### [Extract to read]
--- start ---
Question on switch functionality #207

JaapAap · 2017-07-14T16:01:57Z

Suppose I have a set of messages that contain a 12 bit preamble with the message ID followed by a message body of 160 bits, with different contents for different messages. Can the current switch functionality support such a case, in which the message body does not start on a byte-boundary?

GreyCat · 2017-07-14T16:09:31Z

It's not really related to switch, rather than it is an issue of alignment (see #12).

Right now we've implemented a very simple alignment scheme, that is everything is byte-aligned, except for sequences of types that are known to require bit-level alignment (that is basically bX types). So, if you do:

seq:
  - id: one
    type: b1
  - id: two
    type: b7

that compiles into

    m_one = m__io->read_bits_int(1);
    m_two = m__io->read_bits_int(7);

but as soon as you'll interject these bX with some other stuff, like u1, it would automatically insert byte alignment statement, i.e. this one:

seq:
  - id: one
    type: b1
  - id: cccombo_breaker
    type: u1
  - id: two
    type: b7

compiles into:

    m_one = m__io->read_bits_int(1);
    m__io->align_to_byte(); // <================ this one!
    m_cccombo_breaker = m__io->read_u1();
    m_two = m__io->read_bits_int(7);

As you might have guessed, both "switch types" and "user types" fall into "other stuff" category, i.e. they would invoke byte alignment statement. So, we need some sort of flexible alignment specification system that would at least say which types / attributes require which alignment statements before / after them.

So, I suggest to continue this discussion in #12, if it's relevant.

JaapAap · 2017-07-14T16:35:22Z

Happy to discuss elsewhere, but that discussion mainly relates to specifying ways to force certain types off byte alignment, while I am having a bit-alignment issue. Even if the align_to_byte(); call would be a no-op, if I understand well, the read_bytes routine still assumes that it starts on a byte boundary (obviously the same problem is true for read_u1() etc. So in my case, I would need all alignments to be turned of.

If the idea is to -in the end - replace the current 'automatic' alignment by 'user-defined' alignment and supporting a 'no-alignment' case would become possible that would be great. While these issues are not orthogonal, I am not convinced that the existing discussion is the right place to continue. Thoughts?

koczkatamas · 2017-07-14T16:47:26Z

Could you show me how would you parse those 160 bits? As 20 bytes? So basically it's a data format which stores every byte shifted by 4 bits?

pX = preamble bit X
bX = data bit X

           [       --- byte 1 ---      ] [       --- byte 2 ---      ]
input : ...[p8|p9|p10|p11 | b0|b1|b2|b3] [b4|b5|b6|b7 | b8|b9|b10|b11]...
output:                    [b0|b1|b2|b3 | b4|b5|b6|b7] [b8|b9|b10|b11...
--- end ---
### [Exercise tasks]
(1) List the usernames of everyone who posts in the thread on switch functionality.
(2) In the thread on switch functionality, which issue number does GreyCat suggest for continuing the discussion?

### [Listed records]
--- start ---
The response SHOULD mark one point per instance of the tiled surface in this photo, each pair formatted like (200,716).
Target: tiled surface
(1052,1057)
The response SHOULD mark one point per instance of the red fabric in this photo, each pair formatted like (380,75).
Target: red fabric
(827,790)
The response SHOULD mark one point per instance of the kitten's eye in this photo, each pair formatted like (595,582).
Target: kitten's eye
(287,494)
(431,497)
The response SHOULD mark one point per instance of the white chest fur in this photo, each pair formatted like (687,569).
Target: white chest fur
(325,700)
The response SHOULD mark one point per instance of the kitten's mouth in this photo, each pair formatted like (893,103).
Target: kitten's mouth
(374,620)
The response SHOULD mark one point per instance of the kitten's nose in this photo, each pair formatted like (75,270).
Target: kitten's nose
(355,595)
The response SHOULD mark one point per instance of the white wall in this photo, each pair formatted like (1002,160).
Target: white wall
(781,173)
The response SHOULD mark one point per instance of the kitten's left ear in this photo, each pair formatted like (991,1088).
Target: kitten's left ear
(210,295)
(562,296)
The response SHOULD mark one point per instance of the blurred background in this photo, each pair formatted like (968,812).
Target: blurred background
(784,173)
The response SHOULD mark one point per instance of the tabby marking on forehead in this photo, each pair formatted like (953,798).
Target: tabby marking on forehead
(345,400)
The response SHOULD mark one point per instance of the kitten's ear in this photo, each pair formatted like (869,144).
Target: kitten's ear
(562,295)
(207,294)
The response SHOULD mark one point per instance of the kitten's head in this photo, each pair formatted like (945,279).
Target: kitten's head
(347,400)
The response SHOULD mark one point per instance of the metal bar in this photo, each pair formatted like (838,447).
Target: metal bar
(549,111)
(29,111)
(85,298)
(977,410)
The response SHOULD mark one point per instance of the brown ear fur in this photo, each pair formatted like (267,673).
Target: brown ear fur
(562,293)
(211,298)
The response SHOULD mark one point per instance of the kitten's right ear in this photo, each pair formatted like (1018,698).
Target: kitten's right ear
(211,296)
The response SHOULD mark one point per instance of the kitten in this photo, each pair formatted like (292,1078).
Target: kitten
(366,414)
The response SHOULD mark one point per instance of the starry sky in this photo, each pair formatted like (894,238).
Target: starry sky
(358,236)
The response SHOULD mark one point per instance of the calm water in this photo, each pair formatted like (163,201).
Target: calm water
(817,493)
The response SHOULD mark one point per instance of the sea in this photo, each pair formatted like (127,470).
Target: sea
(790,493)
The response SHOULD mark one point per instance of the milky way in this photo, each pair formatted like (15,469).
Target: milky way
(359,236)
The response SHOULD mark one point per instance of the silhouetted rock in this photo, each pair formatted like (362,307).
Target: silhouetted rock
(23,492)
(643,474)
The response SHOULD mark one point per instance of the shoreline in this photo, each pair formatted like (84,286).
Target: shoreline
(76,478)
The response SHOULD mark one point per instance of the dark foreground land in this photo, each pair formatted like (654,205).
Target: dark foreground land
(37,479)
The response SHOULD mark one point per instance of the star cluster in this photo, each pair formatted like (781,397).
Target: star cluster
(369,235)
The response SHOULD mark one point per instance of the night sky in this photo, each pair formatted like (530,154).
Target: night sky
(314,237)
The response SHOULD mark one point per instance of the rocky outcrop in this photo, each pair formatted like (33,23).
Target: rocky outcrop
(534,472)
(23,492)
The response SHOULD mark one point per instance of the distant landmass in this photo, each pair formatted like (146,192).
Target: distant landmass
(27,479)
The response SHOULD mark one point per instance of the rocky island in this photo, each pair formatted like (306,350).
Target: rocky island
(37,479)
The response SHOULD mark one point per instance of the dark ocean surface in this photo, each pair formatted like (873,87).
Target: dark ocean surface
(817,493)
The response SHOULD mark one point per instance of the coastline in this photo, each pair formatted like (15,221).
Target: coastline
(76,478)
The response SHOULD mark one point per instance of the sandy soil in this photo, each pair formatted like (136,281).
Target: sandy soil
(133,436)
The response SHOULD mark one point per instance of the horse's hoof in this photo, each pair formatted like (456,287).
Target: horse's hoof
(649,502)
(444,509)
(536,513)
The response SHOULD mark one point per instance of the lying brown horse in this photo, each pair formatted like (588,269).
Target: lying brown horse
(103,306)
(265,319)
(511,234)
--- end ---
### [Solutions to the problems]
(1) JaapAap, GreyCat, koczkatamas

(2) #12